* _REQUIREMENTS_: Rewrite everything from the line containing "Q: For every instance of the tree in" down to the line containing "x=259, y=147", putting "leafy branches" in place of "foliage" and keeping all else the same. Return only those lines.

* _EXTRACTED RECORDS_:
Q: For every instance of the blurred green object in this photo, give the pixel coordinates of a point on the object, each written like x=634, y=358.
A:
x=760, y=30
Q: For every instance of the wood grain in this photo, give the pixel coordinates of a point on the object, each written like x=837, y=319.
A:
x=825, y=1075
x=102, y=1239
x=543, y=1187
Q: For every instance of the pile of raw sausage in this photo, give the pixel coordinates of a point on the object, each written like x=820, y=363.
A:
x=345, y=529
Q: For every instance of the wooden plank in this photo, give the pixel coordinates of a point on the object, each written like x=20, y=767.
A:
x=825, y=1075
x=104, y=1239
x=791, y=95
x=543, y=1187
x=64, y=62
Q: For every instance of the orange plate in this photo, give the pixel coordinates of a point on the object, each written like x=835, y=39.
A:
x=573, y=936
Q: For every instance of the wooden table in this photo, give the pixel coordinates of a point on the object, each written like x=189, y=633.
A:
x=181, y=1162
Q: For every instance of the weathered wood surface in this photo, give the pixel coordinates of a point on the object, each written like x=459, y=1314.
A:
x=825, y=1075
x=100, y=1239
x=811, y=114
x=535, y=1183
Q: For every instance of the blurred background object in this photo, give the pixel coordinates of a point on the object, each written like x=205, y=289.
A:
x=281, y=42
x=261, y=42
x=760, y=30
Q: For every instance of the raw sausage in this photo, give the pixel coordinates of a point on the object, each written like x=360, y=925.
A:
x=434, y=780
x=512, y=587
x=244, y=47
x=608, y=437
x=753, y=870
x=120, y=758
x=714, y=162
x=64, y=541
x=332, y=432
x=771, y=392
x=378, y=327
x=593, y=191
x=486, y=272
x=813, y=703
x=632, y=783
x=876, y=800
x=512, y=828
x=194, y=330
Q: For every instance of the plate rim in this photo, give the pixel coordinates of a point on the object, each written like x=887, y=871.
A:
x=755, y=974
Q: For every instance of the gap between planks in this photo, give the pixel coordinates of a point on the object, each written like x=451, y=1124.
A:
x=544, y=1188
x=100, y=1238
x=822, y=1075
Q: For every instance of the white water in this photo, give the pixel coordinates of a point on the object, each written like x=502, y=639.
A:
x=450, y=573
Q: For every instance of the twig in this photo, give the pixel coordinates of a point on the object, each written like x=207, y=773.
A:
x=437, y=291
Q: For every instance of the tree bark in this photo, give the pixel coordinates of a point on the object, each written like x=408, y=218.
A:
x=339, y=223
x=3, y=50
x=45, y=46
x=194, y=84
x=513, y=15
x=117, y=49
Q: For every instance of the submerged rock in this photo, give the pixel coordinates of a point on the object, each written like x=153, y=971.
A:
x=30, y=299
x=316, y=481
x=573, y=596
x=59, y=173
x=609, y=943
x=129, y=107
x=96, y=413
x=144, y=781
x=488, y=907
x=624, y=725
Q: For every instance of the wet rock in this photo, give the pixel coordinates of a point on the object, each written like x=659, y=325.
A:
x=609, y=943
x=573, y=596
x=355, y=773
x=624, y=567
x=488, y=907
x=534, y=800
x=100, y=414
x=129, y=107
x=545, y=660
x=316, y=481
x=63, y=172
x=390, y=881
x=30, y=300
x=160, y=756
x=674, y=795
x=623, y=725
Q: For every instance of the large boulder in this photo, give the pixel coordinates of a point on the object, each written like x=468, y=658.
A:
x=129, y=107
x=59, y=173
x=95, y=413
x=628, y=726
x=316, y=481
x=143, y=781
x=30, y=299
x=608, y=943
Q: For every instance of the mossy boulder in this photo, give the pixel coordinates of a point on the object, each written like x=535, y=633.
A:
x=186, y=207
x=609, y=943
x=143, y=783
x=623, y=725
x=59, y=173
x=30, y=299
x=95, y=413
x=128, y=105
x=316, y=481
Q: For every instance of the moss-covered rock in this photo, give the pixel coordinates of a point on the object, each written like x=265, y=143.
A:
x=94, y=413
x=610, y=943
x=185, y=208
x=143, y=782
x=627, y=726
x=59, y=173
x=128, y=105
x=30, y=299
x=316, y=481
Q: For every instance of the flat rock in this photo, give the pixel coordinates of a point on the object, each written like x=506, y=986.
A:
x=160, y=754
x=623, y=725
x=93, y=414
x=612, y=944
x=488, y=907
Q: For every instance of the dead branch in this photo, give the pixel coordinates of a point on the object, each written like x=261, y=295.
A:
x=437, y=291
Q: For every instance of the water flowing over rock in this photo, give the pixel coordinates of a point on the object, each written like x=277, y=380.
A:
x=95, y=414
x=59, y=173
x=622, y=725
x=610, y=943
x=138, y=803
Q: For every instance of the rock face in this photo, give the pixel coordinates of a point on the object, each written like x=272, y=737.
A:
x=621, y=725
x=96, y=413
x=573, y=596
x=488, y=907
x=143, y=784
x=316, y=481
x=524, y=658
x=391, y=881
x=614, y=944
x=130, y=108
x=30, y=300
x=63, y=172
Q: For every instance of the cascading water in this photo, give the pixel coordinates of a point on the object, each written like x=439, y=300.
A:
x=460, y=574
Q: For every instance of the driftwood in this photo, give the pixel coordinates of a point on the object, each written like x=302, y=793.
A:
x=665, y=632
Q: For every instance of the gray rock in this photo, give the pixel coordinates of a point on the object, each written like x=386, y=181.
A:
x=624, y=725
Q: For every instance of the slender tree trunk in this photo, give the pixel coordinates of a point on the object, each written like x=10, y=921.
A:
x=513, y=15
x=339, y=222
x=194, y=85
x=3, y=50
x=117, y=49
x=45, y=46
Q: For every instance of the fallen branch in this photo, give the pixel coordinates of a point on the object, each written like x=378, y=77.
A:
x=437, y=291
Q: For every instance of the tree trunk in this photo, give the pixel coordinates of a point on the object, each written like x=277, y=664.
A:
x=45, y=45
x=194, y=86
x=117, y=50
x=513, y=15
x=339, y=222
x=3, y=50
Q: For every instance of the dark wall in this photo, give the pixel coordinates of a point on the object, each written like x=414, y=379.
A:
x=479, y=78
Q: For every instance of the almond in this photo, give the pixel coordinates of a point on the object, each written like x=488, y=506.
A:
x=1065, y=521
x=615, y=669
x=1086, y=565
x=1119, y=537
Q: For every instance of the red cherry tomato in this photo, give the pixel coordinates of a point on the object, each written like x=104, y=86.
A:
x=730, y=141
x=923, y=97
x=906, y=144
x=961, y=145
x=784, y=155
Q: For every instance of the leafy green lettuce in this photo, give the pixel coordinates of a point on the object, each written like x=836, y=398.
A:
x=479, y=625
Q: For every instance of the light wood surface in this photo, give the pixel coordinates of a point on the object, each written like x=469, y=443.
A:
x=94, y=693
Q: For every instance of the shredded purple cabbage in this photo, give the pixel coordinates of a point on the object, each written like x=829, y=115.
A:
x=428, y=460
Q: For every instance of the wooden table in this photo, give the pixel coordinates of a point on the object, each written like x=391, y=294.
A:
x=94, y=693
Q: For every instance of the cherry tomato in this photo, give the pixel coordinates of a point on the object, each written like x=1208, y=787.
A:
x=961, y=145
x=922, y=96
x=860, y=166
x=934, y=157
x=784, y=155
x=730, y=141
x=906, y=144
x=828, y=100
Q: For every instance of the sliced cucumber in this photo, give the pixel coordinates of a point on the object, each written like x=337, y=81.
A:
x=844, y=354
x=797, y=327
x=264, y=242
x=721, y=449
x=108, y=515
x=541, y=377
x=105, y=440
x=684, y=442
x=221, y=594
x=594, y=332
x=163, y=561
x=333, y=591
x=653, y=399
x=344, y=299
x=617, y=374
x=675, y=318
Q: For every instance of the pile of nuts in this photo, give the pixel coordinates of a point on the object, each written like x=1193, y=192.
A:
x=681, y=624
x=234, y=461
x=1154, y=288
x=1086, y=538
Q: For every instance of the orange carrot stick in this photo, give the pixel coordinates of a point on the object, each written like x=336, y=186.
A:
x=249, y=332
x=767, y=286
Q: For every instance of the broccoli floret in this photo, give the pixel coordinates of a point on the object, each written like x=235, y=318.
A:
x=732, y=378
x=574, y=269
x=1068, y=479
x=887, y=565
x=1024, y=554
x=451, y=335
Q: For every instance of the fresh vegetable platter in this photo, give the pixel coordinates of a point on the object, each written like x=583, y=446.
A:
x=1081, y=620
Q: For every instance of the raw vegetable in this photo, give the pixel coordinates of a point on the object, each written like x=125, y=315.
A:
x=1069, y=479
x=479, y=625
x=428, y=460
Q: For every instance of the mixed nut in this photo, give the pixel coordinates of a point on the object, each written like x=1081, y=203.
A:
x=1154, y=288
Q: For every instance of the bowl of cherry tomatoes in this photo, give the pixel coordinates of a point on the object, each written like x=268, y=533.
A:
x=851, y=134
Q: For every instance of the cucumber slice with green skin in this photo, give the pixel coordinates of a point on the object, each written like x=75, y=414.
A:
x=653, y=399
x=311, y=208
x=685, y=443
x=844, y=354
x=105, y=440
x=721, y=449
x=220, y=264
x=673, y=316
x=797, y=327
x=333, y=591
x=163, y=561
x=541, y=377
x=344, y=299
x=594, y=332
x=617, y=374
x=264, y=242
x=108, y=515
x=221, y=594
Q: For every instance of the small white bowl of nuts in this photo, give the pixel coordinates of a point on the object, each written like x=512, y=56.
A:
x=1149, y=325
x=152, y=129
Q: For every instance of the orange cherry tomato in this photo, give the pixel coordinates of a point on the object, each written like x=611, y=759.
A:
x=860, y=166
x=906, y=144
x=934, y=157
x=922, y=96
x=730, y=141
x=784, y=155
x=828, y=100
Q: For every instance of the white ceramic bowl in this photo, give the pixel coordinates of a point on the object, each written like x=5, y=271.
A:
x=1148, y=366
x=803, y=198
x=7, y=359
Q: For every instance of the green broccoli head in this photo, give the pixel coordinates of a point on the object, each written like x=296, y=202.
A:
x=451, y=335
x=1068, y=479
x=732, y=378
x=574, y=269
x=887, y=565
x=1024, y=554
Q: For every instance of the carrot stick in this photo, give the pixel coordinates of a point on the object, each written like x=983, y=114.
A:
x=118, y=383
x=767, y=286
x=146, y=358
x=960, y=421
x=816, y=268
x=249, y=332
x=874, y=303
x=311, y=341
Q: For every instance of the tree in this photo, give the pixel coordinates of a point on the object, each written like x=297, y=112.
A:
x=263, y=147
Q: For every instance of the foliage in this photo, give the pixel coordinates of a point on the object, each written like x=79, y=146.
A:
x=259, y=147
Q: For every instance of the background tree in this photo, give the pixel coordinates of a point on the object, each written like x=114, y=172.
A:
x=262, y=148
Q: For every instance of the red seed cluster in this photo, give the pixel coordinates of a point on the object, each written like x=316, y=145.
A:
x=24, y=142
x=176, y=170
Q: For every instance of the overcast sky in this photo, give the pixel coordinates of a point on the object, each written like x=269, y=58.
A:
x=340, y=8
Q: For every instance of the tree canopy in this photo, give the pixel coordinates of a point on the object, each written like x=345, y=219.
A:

* _FINAL RESULT_:
Q: For every instance of the tree in this photo, give the pixel coordinates of a point on the object, each written like x=297, y=112.
A:
x=263, y=147
Q: For every instance of the leafy branches in this photo, give the pixel coordinates of a point on the object, each written like x=79, y=146.
A:
x=259, y=147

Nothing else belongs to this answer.